## Goal
Gather every line in the records below that contains the word "upside", and copy each one in full.

____________

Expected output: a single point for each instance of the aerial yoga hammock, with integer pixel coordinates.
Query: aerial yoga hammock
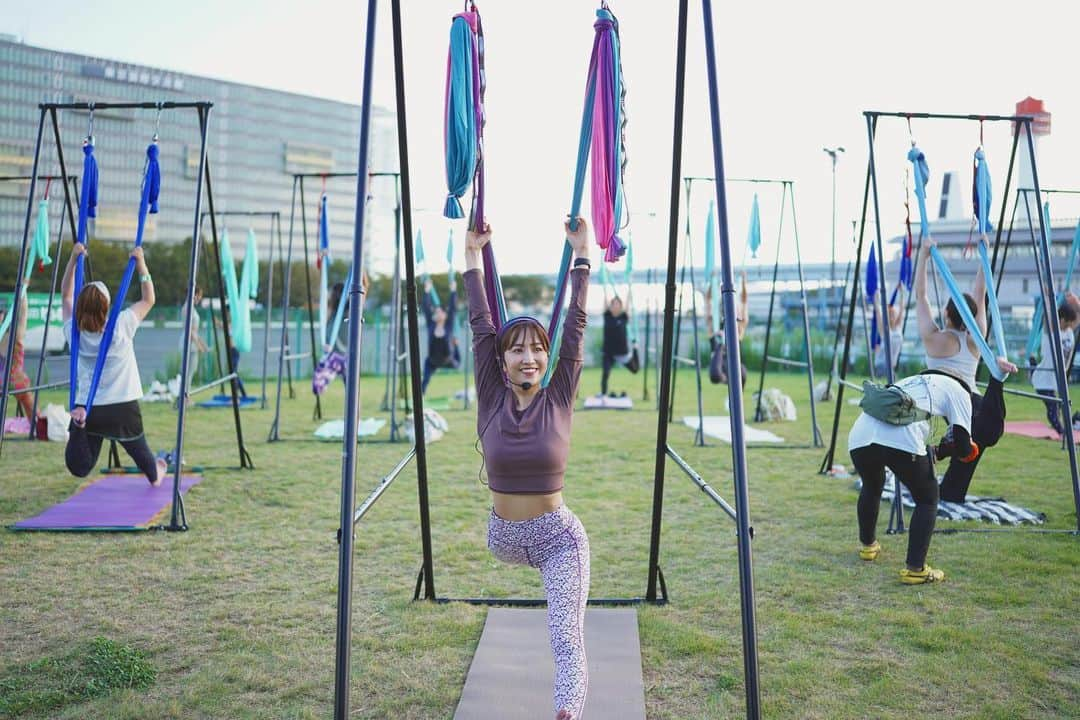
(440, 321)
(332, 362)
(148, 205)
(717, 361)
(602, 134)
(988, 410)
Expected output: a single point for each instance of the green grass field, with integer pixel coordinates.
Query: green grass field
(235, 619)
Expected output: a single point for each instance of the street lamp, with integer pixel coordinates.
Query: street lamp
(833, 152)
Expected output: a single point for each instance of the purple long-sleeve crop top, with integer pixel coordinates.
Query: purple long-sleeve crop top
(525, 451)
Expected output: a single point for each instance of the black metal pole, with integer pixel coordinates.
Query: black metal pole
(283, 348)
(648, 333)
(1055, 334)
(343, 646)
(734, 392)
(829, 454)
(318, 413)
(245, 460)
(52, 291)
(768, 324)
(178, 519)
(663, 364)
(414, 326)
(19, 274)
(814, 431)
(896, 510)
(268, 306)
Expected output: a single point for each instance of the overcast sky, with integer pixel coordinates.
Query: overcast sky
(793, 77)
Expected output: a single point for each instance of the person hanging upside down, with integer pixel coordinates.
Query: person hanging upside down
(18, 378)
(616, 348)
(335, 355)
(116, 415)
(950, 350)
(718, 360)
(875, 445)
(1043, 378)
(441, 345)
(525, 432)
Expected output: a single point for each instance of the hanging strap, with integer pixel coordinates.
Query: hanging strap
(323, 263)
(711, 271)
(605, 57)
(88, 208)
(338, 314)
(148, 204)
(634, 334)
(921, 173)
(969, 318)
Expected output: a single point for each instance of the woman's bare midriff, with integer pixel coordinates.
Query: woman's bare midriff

____________

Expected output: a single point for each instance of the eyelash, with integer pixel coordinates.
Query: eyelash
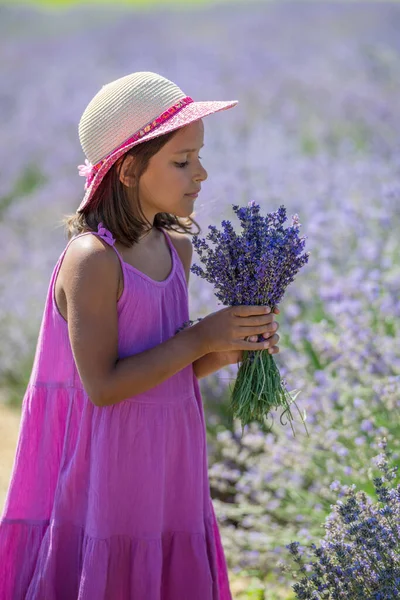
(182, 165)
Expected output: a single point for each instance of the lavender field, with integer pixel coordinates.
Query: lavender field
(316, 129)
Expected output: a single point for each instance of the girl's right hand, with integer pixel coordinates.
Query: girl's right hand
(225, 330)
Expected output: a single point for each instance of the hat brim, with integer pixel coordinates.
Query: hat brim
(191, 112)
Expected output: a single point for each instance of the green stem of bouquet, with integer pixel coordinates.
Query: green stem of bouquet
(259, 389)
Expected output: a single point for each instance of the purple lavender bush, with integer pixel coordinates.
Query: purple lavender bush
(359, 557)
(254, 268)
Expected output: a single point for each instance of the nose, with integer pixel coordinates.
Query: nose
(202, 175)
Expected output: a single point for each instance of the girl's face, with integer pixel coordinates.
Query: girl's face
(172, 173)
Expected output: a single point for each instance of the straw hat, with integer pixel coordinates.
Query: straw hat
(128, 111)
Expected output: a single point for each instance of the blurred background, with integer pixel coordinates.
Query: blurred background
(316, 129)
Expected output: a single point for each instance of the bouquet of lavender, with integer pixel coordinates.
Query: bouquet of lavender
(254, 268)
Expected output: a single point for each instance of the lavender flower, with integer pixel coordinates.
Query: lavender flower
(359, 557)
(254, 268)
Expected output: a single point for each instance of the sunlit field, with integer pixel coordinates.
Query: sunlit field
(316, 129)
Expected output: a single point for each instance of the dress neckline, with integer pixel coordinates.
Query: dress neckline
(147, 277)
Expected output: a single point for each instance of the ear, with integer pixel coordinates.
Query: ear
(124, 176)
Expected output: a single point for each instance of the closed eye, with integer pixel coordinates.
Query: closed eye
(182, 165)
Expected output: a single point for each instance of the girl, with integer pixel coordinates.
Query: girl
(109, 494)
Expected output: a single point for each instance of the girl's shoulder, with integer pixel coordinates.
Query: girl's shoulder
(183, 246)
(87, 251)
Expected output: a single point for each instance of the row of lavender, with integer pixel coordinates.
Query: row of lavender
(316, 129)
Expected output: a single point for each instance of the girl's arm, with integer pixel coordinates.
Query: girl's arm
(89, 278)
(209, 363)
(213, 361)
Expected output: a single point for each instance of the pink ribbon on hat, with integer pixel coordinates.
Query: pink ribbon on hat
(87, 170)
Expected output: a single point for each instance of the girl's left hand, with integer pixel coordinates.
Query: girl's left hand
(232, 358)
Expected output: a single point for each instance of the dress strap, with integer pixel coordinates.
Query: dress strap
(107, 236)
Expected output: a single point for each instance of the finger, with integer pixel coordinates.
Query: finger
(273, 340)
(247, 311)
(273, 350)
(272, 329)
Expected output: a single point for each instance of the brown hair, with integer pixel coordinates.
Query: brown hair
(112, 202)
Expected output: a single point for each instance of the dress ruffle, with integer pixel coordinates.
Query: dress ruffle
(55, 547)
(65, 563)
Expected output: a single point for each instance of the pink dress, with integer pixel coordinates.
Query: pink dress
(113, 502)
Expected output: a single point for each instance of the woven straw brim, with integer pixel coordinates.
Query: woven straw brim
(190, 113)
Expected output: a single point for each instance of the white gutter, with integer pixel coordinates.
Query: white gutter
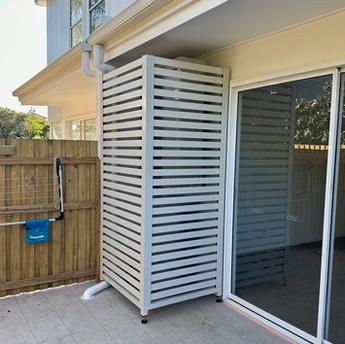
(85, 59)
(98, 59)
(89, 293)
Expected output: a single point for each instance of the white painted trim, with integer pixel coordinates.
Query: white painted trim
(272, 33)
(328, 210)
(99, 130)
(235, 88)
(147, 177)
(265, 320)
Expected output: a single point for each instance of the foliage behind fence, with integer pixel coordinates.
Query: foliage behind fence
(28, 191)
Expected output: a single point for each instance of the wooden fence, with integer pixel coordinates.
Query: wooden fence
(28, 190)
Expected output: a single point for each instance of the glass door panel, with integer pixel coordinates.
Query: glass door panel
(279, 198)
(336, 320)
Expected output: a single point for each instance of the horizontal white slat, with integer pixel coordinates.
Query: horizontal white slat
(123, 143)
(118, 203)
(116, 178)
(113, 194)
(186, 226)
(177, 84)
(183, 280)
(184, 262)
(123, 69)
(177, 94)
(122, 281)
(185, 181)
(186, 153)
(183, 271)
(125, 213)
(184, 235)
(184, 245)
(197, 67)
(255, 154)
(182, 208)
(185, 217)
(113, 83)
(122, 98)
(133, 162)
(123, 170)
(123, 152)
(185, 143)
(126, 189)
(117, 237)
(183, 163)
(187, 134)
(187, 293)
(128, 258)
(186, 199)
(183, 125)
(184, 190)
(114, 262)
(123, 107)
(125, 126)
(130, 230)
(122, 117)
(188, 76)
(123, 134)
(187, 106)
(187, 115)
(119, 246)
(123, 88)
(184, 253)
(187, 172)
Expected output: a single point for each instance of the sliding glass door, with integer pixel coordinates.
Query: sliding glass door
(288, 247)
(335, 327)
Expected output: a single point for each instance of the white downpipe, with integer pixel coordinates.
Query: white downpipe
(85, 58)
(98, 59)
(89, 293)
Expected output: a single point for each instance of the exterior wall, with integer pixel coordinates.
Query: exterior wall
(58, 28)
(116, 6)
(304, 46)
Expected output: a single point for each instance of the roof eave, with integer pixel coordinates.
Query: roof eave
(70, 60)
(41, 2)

____________

## Complete answer
Expected output: a single point for each instance of the person hanging upside down, with integer pixel coordinates.
Query: person hanging upside down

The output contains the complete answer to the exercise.